課題 ▸
行の最初から「[41, 284, 317, 436]」を含む行までだけを、指示の文も含めてもう一度書き出してください。その際、答えの座標の数字はすべて0.9倍に縮めて四捨五入で整数にし、指示の文と書式の例の数字はそのままにしてください。

── 抽出した行 ──

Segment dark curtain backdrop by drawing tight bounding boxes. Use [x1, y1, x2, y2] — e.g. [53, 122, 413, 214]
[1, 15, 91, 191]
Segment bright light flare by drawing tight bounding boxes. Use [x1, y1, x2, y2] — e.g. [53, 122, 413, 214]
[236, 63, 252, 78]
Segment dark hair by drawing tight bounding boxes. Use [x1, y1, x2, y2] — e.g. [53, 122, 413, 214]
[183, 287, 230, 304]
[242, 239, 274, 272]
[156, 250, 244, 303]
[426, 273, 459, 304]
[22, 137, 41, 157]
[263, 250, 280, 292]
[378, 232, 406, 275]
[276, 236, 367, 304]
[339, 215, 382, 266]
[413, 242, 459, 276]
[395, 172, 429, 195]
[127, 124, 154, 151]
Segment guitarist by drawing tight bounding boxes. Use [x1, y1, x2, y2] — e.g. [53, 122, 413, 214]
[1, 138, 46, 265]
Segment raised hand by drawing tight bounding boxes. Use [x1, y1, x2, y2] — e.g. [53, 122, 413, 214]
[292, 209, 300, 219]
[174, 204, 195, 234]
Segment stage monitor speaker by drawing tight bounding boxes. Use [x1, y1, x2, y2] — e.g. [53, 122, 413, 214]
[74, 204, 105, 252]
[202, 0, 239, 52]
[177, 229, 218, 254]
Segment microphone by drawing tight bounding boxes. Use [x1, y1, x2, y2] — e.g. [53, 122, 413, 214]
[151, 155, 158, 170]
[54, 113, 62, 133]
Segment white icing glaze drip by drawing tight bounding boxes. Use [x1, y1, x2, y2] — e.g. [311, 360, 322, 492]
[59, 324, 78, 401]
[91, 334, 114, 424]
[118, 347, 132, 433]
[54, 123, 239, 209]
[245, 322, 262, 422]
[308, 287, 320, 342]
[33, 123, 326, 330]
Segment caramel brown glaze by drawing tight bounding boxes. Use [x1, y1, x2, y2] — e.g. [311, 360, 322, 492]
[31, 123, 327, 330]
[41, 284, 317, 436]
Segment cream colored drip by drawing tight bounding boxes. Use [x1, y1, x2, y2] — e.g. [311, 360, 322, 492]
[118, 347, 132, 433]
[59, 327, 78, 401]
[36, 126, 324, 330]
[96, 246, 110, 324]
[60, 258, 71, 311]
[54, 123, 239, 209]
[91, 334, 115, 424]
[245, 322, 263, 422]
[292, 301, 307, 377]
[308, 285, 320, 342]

───

解答 ▸
Segment dark curtain backdrop by drawing tight bounding boxes. Use [x1, y1, x2, y2] — e.g. [53, 122, 413, 214]
[1, 14, 82, 172]
Segment bright light flare by drawing tight bounding boxes. Use [x1, y1, x2, y2] — e.g. [53, 122, 413, 214]
[212, 57, 227, 70]
Segment dark hair by drawing tight bounding boxes. Use [x1, y1, x2, y2] — e.g. [53, 122, 413, 214]
[165, 258, 207, 274]
[218, 215, 247, 245]
[140, 225, 220, 273]
[383, 246, 413, 274]
[20, 123, 37, 141]
[237, 225, 252, 263]
[340, 209, 365, 248]
[248, 212, 330, 274]
[305, 194, 344, 239]
[372, 218, 413, 248]
[356, 155, 386, 176]
[114, 112, 139, 136]
Segment guitarist by drawing tight bounding boxes. Use [x1, y1, x2, y2] — e.g. [53, 122, 413, 214]
[1, 124, 41, 239]
Segment raised hand by drawing tight bounding boxes. Use [x1, y1, x2, y2] — e.g. [53, 122, 413, 214]
[263, 188, 270, 197]
[157, 184, 176, 211]
Segment stage monitor speaker by drawing tight bounding boxes. Use [x1, y1, x2, y2] — e.g. [53, 122, 413, 214]
[67, 184, 95, 227]
[182, 0, 215, 47]
[159, 206, 196, 229]
Segment microphone by drawing tight bounding boxes. Use [x1, y1, x2, y2] — e.g. [53, 122, 413, 214]
[136, 140, 142, 153]
[49, 102, 56, 120]
Segment white icing glaze drip by drawing tight bounding boxes. Use [x1, y1, x2, y2] — e.g. [311, 360, 322, 492]
[53, 292, 70, 361]
[82, 301, 103, 382]
[106, 312, 119, 390]
[49, 111, 215, 188]
[221, 290, 236, 380]
[277, 258, 288, 308]
[30, 111, 293, 297]
Segment caramel brown glaze by drawing tight bounding boxes. Use [x1, y1, x2, y2] — e.g. [311, 360, 322, 492]
[28, 111, 294, 297]
[37, 256, 285, 392]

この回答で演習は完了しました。